Recast the material below as a Markdown table with the columns No. and Line, giving each nonblank line its own numbered row.

- [Dataset entries]
━━━━━━━━━━━━━━━━━━━━
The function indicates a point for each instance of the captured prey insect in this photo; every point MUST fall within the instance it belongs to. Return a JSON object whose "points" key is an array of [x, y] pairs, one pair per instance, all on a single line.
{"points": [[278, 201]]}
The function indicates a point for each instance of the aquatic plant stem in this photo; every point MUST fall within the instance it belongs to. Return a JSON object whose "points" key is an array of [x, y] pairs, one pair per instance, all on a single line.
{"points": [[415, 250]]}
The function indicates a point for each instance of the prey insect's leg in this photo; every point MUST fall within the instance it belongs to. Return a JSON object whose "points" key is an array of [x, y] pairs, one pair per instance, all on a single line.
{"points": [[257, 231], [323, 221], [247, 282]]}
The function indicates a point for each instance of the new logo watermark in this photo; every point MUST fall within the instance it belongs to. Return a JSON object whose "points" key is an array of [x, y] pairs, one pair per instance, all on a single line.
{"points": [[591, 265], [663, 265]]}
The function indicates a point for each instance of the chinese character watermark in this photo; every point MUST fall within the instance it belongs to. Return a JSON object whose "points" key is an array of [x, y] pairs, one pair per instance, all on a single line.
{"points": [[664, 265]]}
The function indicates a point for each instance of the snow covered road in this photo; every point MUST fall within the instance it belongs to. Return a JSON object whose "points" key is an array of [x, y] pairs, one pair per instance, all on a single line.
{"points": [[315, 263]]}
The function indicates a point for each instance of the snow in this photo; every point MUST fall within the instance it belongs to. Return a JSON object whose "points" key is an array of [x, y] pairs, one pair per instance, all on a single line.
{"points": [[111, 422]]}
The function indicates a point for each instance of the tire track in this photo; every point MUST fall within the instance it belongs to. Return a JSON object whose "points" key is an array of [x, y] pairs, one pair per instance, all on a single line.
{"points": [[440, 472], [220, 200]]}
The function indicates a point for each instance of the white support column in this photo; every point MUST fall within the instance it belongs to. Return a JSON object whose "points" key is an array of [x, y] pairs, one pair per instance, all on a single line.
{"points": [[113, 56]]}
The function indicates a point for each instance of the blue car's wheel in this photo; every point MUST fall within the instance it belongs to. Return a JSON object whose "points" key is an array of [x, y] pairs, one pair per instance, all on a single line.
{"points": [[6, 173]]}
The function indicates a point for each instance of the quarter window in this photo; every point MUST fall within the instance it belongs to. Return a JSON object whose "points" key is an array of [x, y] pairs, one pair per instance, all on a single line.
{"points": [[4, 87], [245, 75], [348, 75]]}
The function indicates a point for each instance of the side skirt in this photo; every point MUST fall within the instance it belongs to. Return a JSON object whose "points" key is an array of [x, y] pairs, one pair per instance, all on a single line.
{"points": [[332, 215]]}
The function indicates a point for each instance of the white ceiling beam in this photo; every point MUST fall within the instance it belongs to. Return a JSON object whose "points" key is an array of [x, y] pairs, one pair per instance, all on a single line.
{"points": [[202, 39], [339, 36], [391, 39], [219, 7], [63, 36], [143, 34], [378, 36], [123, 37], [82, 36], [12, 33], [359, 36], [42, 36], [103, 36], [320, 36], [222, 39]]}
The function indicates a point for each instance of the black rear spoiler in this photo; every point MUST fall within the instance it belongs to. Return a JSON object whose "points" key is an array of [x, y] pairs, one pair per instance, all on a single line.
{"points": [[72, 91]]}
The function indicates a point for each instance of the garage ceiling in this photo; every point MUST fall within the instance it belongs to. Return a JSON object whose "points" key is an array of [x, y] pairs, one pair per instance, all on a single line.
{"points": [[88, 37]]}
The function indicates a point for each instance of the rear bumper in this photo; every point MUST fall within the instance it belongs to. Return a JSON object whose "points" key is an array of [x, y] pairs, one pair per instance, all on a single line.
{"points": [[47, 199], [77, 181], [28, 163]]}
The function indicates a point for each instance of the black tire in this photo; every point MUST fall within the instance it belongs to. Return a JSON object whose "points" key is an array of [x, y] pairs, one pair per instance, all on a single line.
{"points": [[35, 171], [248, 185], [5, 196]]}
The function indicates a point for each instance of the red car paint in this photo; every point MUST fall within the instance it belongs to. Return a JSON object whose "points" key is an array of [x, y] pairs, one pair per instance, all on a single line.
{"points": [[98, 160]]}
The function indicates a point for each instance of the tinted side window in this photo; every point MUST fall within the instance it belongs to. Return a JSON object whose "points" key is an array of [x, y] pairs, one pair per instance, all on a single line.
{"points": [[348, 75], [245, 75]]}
━━━━━━━━━━━━━━━━━━━━
- [Task response]
| No. | Line |
|---|---|
| 1 | The function indicates a point for each instance of the captured prey insect in this photo; every point MUST fall within the instance it belongs to. Return a JSON object whose "points" key is an array of [x, y] pairs, one pair per instance, all on a single line. |
| 2 | {"points": [[278, 201]]} |
| 3 | The function indicates a point for each instance of the aquatic plant stem in this photo; every point MUST fall within the instance it belongs to. Return a JSON object whose "points" key is an array of [x, y] pairs, one pair per instance, all on a single line. |
| 4 | {"points": [[415, 250]]} |
| 5 | The function indicates a point for each instance of the prey insect's leg in this photo; every point MUST fall within the instance it belongs to. Return a JSON object whose "points" key is an array of [x, y] pairs, one pair per instance, all on a single line. |
| 6 | {"points": [[257, 231], [323, 221], [247, 282]]} |
| 7 | The function indicates a point for each instance of the new logo watermark in this photo; every point MUST fall within the instance it belongs to. Return a JSON object whose "points" key is an array of [x, y] pairs, one pair per instance, all on a single line. |
| 8 | {"points": [[591, 265], [663, 265]]} |
| 9 | The function indicates a point for each instance of the chinese character watermark in this photo; every point MUST fall within the instance it belongs to. Return a JSON object whose "points" key is an array of [x, y] pairs, one pair per instance, all on a single line. |
| 10 | {"points": [[664, 265]]} |
| 11 | The function indicates a point for each instance of the snow covered road in this photo; every point MUST fall within the instance it belongs to. Return a JSON object whose "points" key is an array of [x, y] pairs, one pair per instance, all on a single line. |
| 12 | {"points": [[315, 263]]} |
| 13 | The function indicates a point for each instance of the snow in this photo; every point MUST fall within the instance it belongs to. Return a JSON object whose "points" key is an array of [x, y] pairs, one pair per instance, all on a single line. |
| 14 | {"points": [[111, 422]]} |
| 15 | The function indicates a point for each instance of the tire track in this photo; every point MUST fall within the instance it belongs to. Return a JSON object whose "points" key is an array of [x, y] pairs, one pair per instance, all on a single line. |
| 16 | {"points": [[440, 472], [220, 200]]} |
| 17 | The function indicates a point for each instance of the white support column in this photo; every point MUST fall within the instance it belongs to. Return a JSON object whose "points" key is an array of [x, y] pairs, one pair per instance, all on a single line. |
| 18 | {"points": [[113, 56]]} |
| 19 | The function indicates a point for each instance of the blue car's wheel in this photo; every point MUST fall within the instance it belongs to. Return a JSON object whose "points" key is an array of [x, y] pairs, one pair per instance, all on a single line. |
| 20 | {"points": [[6, 173]]} |
| 21 | The function indicates a point for each instance of the quarter window in this photo; every point MUST fall within the instance it belongs to. Return a JSON object whose "points" key is an array of [x, y] pairs, one pair per instance, all on a single line. |
| 22 | {"points": [[4, 87], [245, 75], [348, 75]]} |
| 23 | The function indicates a point for each instance of the side skirt in this photo; every point MUST fall within the instance it belongs to. Return a JSON object whose "points" key is an array of [x, y] pairs, one pair per instance, all on a single line. |
| 24 | {"points": [[332, 215]]} |
| 25 | The function indicates a point for each instance of the white ceiling beam in this photo; every point MUST fall within the instance it belongs to. Return a JSON object whose "points" key is an array of [x, y] pairs, one pair per instance, all on a single line. |
| 26 | {"points": [[202, 39], [339, 36], [391, 39], [219, 7], [63, 36], [143, 34], [378, 36], [123, 37], [82, 36], [12, 33], [359, 36], [42, 36], [103, 36], [320, 36], [222, 39]]} |
| 27 | The function indicates a point for each instance of the black rear spoiler in this photo; every point MUST fall within the instance it belongs to. Return a JSON object whose "points" key is an array of [x, y] pairs, one pair per instance, all on a single line. |
| 28 | {"points": [[72, 91]]} |
| 29 | The function indicates a point for each instance of the garage ceiling in this photo; every point MUST fall within the instance it belongs to. Return a JSON object whose "points" key is an array of [x, y] pairs, one pair per instance, all on a single line. |
| 30 | {"points": [[88, 37]]} |
| 31 | The function indicates a point for each instance of the rear bumper in this photo; every point MUST fall within the instance it belongs to. Return a JSON object whose "points" key is an array of [x, y] pairs, one pair per instance, all on a single line. |
| 32 | {"points": [[47, 199], [77, 181], [28, 163]]} |
| 33 | The function indicates a point for each instance of the black tire in this photo; every point MUST fall within the instance it belongs to. Return a JSON object whose "points" key is an array of [x, y] pairs, one pair per instance, all on a single line. |
| 34 | {"points": [[35, 171], [248, 185], [5, 196]]} |
| 35 | The function indicates a point for each instance of the red car paint in this photo; every point MUST fall within the instance it belongs to. Return a JSON object whose "points" key is an array of [x, y] pairs, one pair per instance, all on a single line. |
| 36 | {"points": [[98, 160]]} |
| 37 | The function indicates a point for each instance of the tinted side window in this photo; every point MUST fall within the instance it belongs to. Return a JSON object whose "points" key is an array of [x, y] pairs, one pair per instance, all on a single line. |
| 38 | {"points": [[348, 75], [245, 75]]} |